**What this task involves**
Give the records again exactly, with every character kept.

**Extracted records**
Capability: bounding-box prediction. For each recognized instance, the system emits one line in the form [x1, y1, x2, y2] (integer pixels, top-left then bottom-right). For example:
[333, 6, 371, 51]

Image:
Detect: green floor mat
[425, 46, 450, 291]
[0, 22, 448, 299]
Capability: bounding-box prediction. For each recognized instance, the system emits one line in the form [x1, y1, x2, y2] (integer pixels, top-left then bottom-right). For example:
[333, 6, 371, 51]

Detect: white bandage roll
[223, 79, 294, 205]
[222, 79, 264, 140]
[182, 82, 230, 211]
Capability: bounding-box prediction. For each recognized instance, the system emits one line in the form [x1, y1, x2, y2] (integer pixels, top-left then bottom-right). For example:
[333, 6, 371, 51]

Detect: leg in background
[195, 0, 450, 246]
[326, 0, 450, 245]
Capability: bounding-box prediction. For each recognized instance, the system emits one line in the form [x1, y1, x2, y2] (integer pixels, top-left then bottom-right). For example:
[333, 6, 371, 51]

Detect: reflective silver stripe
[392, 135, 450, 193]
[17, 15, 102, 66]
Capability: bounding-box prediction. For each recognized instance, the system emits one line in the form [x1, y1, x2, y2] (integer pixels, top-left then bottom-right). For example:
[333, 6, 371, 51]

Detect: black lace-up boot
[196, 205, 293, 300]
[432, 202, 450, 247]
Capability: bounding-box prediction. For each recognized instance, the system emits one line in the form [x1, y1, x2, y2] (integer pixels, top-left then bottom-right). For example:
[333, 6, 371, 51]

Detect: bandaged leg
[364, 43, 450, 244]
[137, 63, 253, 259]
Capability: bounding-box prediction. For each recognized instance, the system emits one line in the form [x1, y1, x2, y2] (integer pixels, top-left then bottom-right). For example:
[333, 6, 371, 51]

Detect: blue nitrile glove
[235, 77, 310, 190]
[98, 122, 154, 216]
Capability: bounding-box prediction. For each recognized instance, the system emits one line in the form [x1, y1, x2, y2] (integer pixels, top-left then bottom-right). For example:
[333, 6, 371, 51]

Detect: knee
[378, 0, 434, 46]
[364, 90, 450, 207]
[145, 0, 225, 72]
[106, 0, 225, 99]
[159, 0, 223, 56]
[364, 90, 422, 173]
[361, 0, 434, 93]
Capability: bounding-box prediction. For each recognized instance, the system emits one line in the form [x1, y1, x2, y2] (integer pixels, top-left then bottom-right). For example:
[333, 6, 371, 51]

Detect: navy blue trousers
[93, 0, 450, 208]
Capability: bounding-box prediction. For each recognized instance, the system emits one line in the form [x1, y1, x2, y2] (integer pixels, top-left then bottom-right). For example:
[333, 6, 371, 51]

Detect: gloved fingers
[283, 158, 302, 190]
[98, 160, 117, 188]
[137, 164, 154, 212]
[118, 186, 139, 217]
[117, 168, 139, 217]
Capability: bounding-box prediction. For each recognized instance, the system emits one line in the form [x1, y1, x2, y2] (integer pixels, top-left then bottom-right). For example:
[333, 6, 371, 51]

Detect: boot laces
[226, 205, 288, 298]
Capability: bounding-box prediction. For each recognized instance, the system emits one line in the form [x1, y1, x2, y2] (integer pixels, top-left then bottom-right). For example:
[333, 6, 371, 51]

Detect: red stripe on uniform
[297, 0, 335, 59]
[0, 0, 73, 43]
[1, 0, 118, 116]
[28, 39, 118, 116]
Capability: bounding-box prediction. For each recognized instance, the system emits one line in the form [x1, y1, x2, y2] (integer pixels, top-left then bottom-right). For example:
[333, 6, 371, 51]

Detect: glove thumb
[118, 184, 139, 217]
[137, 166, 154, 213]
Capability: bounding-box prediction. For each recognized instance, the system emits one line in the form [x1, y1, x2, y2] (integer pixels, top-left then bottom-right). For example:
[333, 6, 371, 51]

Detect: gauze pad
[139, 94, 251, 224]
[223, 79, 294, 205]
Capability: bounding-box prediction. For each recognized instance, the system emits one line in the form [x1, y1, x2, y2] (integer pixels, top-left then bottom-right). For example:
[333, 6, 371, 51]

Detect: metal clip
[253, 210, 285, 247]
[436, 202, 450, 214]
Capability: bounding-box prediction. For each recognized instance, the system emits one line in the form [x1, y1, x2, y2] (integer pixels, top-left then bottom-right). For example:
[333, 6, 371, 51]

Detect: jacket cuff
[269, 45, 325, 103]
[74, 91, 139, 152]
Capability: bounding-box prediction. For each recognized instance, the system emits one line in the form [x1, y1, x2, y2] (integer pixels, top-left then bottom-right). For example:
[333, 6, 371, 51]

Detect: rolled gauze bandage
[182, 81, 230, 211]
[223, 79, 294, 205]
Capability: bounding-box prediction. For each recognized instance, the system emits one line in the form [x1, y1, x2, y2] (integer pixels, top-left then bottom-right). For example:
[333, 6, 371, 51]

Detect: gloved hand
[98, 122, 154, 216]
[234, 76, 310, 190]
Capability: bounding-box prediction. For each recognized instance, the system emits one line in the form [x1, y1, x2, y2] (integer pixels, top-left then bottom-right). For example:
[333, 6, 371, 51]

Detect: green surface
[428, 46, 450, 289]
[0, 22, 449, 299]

**Solution**
Capability: bounding-box prediction. For each recognized instance, the system emits one line in the form [x1, y1, x2, y2] (integer pixels, top-left then bottom-right). For example:
[333, 6, 371, 51]

Image:
Detect: green floor mat
[425, 46, 450, 291]
[0, 22, 448, 299]
Capability: bounding-box prediction. For each recognized instance, the system emits one line in the form [x1, y1, x2, y2] (integer pixels, top-left then bottom-right). For example:
[333, 6, 371, 51]

Detect: white bandage roll
[223, 79, 294, 205]
[222, 79, 264, 140]
[182, 82, 230, 211]
Capability: bounding-box prediction. For each recognized instance, the system emits one line in the form [x1, y1, x2, y2] (integer pixels, top-left then bottom-right). For example:
[333, 6, 371, 51]

Detect: leg in background
[195, 0, 450, 246]
[326, 0, 450, 245]
Capability: bounding-box prediction. For each recognized instance, the system emits one line in the form [x1, y1, x2, y2] (integer pixels, top-left then bottom-right). For example:
[333, 6, 371, 51]

Detect: reflective silver stripe
[392, 135, 450, 193]
[17, 15, 102, 66]
Capability: bounding-box prediction. For each recognized instance, the system emits one line in the form [x1, y1, x2, y2] (integer pixels, top-left then bottom-right). For example:
[333, 6, 371, 51]

Detect: black lace-up boot
[196, 205, 293, 300]
[432, 202, 450, 247]
Capability: bounding-box prediction. For each recognized instance, the system emits one line in the form [x1, y1, x2, y2] (integer pixels, top-left then bottom-right). For example:
[333, 6, 371, 51]

Detect: bandaged leg
[364, 43, 450, 244]
[137, 63, 253, 259]
Capability: bounding-box prediction. For each recognized instance, the system emits one line in the form [x1, y1, x2, y2] (integer pixels, top-left then bottom-right). For example:
[333, 6, 371, 51]

Detect: blue nitrile glove
[235, 77, 310, 190]
[98, 122, 154, 216]
Capability: bounding-box prediction. For each recognized instance, the system emits one line in the form [x1, y1, x2, y2] (integer pixels, top-left then bottom-right). For example:
[333, 6, 371, 51]

Detect: knee
[378, 0, 434, 46]
[364, 90, 450, 207]
[145, 0, 225, 72]
[106, 0, 225, 99]
[159, 0, 223, 56]
[364, 90, 422, 173]
[361, 0, 434, 93]
Capability: bounding-box prediction. For each recognized instance, the system emits one line in the form [x1, y1, x2, y2] (integer pixels, top-left then bottom-right). For example:
[333, 6, 371, 51]

Detect: navy blue trousers
[93, 0, 450, 208]
Capability: bounding-box prediction. For each recognized instance, the system emits one line in the form [x1, y1, x2, y2] (integer pixels, top-left then bottom-right). For example:
[333, 6, 371, 51]

Detect: gloved fingers
[283, 158, 302, 190]
[98, 160, 117, 188]
[137, 164, 154, 212]
[118, 186, 139, 217]
[117, 168, 139, 217]
Capability: bounding-box prediction. For each recognized instance, the system emits one line in the form [x1, y1, x2, y2] (integer pixels, top-left then bottom-right). For example:
[333, 6, 371, 51]

Detect: boot laces
[226, 205, 288, 298]
Capability: bounding-box prediction. For each recognized instance, the system emits one line in the form [x1, y1, x2, y2] (integer pixels, top-left then bottom-right). For example:
[333, 6, 371, 51]

Detect: red stripe on uniform
[297, 0, 335, 59]
[0, 0, 73, 43]
[1, 0, 118, 116]
[28, 39, 118, 116]
Capability: bounding-box prediction. For each recognized instance, the system emits one line in the form [x1, y1, x2, y2] (integer pixels, top-left then bottom-right). For example:
[333, 6, 371, 51]

Detect: glove thumb
[118, 184, 139, 217]
[137, 166, 154, 213]
Capability: bounding-box prediction. For each recognized instance, the system emits one line in the form [x1, y1, x2, y2] (integer pixels, top-left then bottom-right). For example:
[333, 6, 371, 51]

Detect: gauze pad
[139, 94, 251, 224]
[223, 79, 294, 205]
Capability: bounding-box prediction. For each recognized instance, the system emits one line in the form [x1, y1, x2, y2] (integer pixels, top-left then bottom-right). For example:
[333, 6, 371, 51]

Detect: metal clip
[253, 210, 285, 247]
[436, 202, 450, 214]
Capability: bounding-box prediction. For each recognized instance, the system emits one line in the form [x1, y1, x2, y2] (integer pixels, top-left then bottom-right). For example:
[333, 6, 371, 51]

Detect: jacket cuff
[269, 45, 325, 103]
[74, 91, 139, 152]
Capability: bounding-box prediction. For each recognized instance, the system emits one line in the form [x1, y1, x2, y2] (integer pixels, top-left then bottom-right). For example:
[333, 6, 371, 51]

Detect: rolled gauze bandage
[182, 81, 230, 211]
[223, 79, 294, 205]
Capability: bounding-box prediction. For each recognized instance, the system emits one line in the form [x1, y1, x2, y2] (integer pixels, top-left then bottom-right). For example:
[333, 6, 371, 51]

Detect: gloved hand
[98, 122, 154, 216]
[234, 76, 310, 190]
Capability: bounding-box prediction. For each recognized instance, the system emits one line in the form [x1, y1, x2, y2] (integer pixels, top-left then bottom-right). For example:
[333, 6, 371, 51]

Detect: green surface
[428, 46, 450, 289]
[0, 22, 449, 299]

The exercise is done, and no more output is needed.